Tugboats float the outfall for the City of Port Alberni’s wastewater treatment plant out into Alberni Harbour. (CITY OF PORT ALBERNI PHOTO)

Tugboats float the outfall for the City of Port Alberni’s wastewater treatment plant out into Alberni Harbour. (CITY OF PORT ALBERNI PHOTO)

City approves $10M to finish Port Alberni’s wastewater treatment plant

Money won't come from taxation, but will affect sewer user fees, says city CAO

  • Jan. 27, 2020 12:00 a.m.

The City of Port Alberni is in the home stretch for its wastewater treatment plant. All it needs to cross the finish line is another $10 million.

Councillors agreed on Monday to take $4.3 million from the city’s sewer infrastructure reserve fund and borrow another $5.68 million to make up the difference.

The city started in 2018 to upgrade its wastewater treatment plant to meet new federal and provincial treatment standards. The project is about 70 percent complete, city CAO Tim Pley said. The total project cost has risen to $37.9 million, which is $6.3 million more than estimated in 2018.

The request for extra funding won’t affect this year’s tax rate, Pley explained, but it will likely affect sewer user fees.

“It is common with construction projects, particularly ones of this scale, that estimated costs vary from actual costs,” said Wilf Taekema, city director of engineering and public works.

> **Work instructions**:
1 > In the wastewater plant article, reproduce the passage between "The city started" and "and public works.", inclusive.
2 > List every distinct dollar amount mentioned in the wastewater plant article.
3 > Go on with the article about Port Alberni's wastewater treatment plant from the point where it ends.

> **Supplied entries**:
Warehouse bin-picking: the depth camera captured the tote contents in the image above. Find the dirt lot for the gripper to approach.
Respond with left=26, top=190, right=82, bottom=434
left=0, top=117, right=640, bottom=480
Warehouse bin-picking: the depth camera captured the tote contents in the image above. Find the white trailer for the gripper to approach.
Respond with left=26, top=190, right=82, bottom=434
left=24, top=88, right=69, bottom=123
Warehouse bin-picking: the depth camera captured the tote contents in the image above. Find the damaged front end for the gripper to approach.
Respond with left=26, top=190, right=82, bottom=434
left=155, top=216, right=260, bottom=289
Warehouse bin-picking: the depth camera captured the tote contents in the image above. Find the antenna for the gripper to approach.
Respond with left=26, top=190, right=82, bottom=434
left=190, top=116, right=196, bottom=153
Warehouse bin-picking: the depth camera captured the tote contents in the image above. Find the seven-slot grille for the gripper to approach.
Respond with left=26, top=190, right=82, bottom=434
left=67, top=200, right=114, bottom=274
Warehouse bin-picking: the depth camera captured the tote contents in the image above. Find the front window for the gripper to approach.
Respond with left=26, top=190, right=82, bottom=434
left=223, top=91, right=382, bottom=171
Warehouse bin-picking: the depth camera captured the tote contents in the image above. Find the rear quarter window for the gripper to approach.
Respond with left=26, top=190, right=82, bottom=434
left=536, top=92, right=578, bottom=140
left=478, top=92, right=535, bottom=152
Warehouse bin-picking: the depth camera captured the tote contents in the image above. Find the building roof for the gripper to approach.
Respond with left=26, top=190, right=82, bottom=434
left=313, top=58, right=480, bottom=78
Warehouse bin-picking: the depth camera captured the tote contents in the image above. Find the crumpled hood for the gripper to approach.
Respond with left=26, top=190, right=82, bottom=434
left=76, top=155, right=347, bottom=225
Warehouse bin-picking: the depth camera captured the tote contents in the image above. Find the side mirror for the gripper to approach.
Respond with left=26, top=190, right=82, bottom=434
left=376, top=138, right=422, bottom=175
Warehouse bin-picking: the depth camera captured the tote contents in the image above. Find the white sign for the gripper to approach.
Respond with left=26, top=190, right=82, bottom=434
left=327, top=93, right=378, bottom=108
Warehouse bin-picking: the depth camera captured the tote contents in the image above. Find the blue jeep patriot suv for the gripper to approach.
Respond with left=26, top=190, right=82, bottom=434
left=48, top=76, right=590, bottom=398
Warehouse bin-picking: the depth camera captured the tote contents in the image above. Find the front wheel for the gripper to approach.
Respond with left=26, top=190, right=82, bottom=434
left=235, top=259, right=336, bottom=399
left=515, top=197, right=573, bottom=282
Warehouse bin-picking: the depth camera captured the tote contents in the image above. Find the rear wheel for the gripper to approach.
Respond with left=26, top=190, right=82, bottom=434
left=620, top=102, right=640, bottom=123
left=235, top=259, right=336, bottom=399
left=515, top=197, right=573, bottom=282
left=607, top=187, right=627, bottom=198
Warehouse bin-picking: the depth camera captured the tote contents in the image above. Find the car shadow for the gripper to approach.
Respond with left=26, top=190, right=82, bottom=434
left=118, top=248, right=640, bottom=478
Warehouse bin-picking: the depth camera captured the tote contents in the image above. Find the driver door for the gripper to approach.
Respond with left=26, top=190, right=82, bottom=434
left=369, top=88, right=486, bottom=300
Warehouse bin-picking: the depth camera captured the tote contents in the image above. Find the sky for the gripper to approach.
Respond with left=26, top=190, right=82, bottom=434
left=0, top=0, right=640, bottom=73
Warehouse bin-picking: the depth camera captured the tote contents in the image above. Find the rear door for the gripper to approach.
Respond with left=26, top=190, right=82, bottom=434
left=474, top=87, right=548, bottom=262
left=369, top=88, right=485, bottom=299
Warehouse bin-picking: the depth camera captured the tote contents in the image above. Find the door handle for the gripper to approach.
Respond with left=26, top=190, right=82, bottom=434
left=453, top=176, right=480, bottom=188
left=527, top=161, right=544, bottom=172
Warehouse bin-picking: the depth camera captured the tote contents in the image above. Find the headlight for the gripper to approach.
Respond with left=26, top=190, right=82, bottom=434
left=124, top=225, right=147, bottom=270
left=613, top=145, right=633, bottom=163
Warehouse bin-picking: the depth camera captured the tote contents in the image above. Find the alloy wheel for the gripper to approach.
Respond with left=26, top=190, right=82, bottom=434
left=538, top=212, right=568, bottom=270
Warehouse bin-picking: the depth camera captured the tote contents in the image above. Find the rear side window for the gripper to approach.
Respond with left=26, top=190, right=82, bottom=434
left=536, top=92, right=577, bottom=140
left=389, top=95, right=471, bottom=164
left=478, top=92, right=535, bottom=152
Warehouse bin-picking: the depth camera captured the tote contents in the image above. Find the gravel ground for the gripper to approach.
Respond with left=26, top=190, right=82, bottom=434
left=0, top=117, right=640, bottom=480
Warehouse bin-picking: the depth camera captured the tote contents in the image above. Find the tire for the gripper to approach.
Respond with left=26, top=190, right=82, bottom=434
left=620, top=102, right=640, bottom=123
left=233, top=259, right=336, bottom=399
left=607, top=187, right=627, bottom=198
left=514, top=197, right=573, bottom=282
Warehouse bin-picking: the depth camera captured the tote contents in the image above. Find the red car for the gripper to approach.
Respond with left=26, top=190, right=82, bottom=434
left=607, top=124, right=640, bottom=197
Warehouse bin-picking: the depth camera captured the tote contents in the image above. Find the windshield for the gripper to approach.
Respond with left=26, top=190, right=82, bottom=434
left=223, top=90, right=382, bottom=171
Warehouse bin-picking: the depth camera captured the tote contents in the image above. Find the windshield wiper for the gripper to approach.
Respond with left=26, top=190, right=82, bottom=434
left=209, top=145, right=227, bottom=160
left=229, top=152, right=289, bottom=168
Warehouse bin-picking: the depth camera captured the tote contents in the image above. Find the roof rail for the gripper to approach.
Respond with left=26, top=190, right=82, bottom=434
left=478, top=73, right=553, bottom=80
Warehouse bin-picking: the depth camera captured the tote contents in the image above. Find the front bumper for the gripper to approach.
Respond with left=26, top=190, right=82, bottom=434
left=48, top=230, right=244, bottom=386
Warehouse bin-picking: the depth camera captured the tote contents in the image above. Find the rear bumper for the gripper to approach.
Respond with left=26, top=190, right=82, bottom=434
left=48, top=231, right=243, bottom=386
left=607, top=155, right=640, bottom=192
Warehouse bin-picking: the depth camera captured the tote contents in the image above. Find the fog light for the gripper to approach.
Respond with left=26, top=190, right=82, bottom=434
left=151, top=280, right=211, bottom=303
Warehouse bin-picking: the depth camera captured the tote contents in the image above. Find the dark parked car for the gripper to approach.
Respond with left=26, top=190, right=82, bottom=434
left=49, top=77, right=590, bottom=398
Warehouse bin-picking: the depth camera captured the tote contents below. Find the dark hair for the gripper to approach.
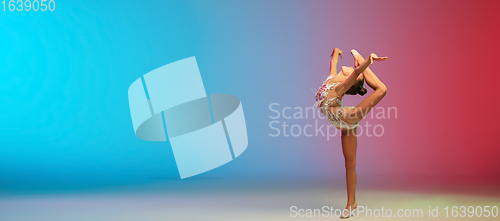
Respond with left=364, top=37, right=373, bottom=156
left=345, top=77, right=368, bottom=96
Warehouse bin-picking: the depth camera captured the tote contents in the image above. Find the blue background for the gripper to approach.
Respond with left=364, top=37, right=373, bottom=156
left=4, top=0, right=500, bottom=194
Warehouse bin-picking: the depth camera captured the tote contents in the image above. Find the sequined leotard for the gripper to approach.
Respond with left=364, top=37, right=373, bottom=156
left=316, top=76, right=359, bottom=130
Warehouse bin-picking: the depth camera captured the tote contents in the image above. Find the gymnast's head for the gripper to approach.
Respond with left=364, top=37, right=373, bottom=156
left=339, top=66, right=367, bottom=96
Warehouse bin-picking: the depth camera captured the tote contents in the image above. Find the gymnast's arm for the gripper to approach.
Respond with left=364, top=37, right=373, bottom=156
left=335, top=55, right=373, bottom=96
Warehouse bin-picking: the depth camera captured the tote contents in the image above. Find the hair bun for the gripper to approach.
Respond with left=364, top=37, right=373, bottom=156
left=358, top=87, right=368, bottom=96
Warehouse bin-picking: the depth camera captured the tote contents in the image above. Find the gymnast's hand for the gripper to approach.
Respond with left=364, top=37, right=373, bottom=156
left=330, top=48, right=342, bottom=59
left=369, top=53, right=387, bottom=65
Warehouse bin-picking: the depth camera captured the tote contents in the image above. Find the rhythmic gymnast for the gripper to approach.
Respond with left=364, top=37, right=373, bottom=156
left=316, top=48, right=387, bottom=219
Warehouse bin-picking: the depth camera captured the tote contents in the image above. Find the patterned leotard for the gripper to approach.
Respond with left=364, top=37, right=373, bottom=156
left=316, top=76, right=359, bottom=130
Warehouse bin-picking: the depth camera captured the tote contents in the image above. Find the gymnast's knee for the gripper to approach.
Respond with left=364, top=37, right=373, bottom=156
left=345, top=160, right=356, bottom=170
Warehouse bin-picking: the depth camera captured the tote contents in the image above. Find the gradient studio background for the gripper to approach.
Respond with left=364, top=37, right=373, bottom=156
left=0, top=0, right=500, bottom=199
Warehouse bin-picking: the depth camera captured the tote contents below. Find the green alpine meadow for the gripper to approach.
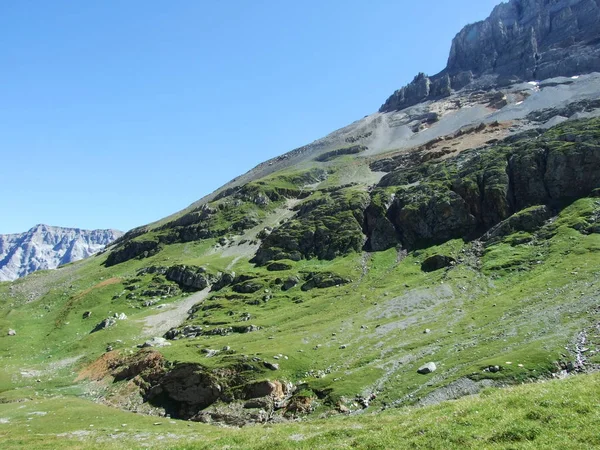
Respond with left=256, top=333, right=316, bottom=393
left=0, top=0, right=600, bottom=450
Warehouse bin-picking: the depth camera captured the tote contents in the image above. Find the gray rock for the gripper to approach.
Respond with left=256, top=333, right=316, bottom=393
left=263, top=361, right=279, bottom=370
left=417, top=362, right=437, bottom=375
left=379, top=0, right=600, bottom=112
left=142, top=337, right=171, bottom=348
left=281, top=277, right=300, bottom=291
left=421, top=255, right=456, bottom=272
left=92, top=317, right=117, bottom=333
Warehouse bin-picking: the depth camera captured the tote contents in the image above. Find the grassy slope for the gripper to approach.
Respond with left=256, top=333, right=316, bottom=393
left=0, top=119, right=600, bottom=448
left=0, top=375, right=600, bottom=450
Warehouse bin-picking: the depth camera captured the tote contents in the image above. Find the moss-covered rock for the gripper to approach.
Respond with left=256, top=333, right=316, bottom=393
left=253, top=189, right=369, bottom=265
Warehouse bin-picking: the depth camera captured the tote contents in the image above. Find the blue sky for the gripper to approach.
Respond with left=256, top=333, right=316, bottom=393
left=0, top=0, right=498, bottom=233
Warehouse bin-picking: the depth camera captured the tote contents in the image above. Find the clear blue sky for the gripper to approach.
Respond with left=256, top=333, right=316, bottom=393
left=0, top=0, right=499, bottom=233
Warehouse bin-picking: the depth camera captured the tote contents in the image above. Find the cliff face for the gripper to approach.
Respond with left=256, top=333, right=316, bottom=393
left=0, top=225, right=123, bottom=281
left=380, top=0, right=600, bottom=112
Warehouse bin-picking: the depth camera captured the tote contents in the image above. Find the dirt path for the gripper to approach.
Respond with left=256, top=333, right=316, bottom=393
left=142, top=287, right=210, bottom=336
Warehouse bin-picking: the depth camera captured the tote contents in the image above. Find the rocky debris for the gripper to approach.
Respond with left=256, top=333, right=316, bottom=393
left=355, top=393, right=377, bottom=409
left=202, top=348, right=220, bottom=358
left=301, top=272, right=350, bottom=291
left=365, top=119, right=600, bottom=250
left=379, top=73, right=452, bottom=112
left=281, top=276, right=300, bottom=291
left=315, top=145, right=368, bottom=162
left=267, top=262, right=292, bottom=272
left=527, top=99, right=600, bottom=124
left=232, top=280, right=265, bottom=294
left=263, top=361, right=279, bottom=370
left=164, top=325, right=260, bottom=341
left=211, top=272, right=235, bottom=291
left=379, top=0, right=600, bottom=112
left=447, top=0, right=600, bottom=80
left=421, top=255, right=456, bottom=272
left=481, top=205, right=552, bottom=244
left=251, top=188, right=369, bottom=265
left=141, top=337, right=171, bottom=348
left=417, top=362, right=437, bottom=375
left=92, top=317, right=117, bottom=333
left=104, top=241, right=162, bottom=267
left=145, top=364, right=225, bottom=419
left=418, top=378, right=499, bottom=406
left=285, top=395, right=315, bottom=417
left=244, top=380, right=289, bottom=400
left=165, top=265, right=211, bottom=291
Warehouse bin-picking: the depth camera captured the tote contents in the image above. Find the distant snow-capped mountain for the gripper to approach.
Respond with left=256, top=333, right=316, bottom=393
left=0, top=225, right=123, bottom=281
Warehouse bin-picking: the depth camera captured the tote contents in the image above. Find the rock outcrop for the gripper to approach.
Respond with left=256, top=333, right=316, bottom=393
left=365, top=119, right=600, bottom=250
left=0, top=225, right=123, bottom=281
left=380, top=0, right=600, bottom=112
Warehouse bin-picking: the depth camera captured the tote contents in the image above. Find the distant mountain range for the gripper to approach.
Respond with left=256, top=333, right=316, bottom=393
left=0, top=225, right=123, bottom=281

> **Your written answers**:
1 >
The city started in 2018 to upgrade its wastewater treatment plant to meet new federal and provincial treatment standards. The project is about 70 percent complete, city CAO Tim Pley said. The total project cost has risen to $37.9 million, which is $6.3 million more than estimated in 2018.

The request for extra funding won’t affect this year’s tax rate, Pley explained, but it will likely affect sewer user fees.

“It is common with construction projects, particularly ones of this scale, that estimated costs vary from actual costs,” said Wilf Taekema, city director of engineering and public works.

2 > $10 million, $4.3 million, $5.68 million, $37.9 million, $6.3 million

3 >
“In this instance, there are several factors to account for. The market fluctuates day to day, year to year and with the long construction timeline, tender prices (actual costs) came in higher than the original estimates which were based on the market at that time,” he said.

“Additional consultation work was required to gain regulatory approvals and permitting; construction engineering of project components was ongoing, including redesign of one major component in 2019; the construction timeline was extended to accommodate certain activities and environmental considerations; unforeseen circumstances have given rise to change orders; and the estimated cost to decommission the City’s old lagoon has increased.”

While Taekema explained why some costs have increased since 2018, others have inflated by large amounts. The cost for upgrading effluent pumping in the new lagoon, for example, is 178 percent higher than estimated in 2018. The pump platform contract was originally $1.3 million, but the actual cost has come in at $3.29 million.

Decommissioning the current lagoon and upgrading the pump station totals approximately $1.4 million so far, which is 103 percent higher than estimated. Engineering costs are also 87 percent higher than estimated in 2018: $3.6 million compared to $1.9 million originally.

In 2012 the city received $11.2 million in grant funding from the Federal Gas Tax Agreement General Strategic Priorities Fund (GSPF) and a further $6.89 million from the Federal Clean Water and Wastewater Fund (CWWF) in 2017. Together these grants provided $18.10 million to support the essential upgrades – that works out to 48 per cent of the projected total cost.

The city purchased Catalyst’s lagoons several years ago when the paper mill considered them redundant. The land acquisition meant the city could upgrade the lagoons at a lower cost than if it had built a new treatment plant, Pley said.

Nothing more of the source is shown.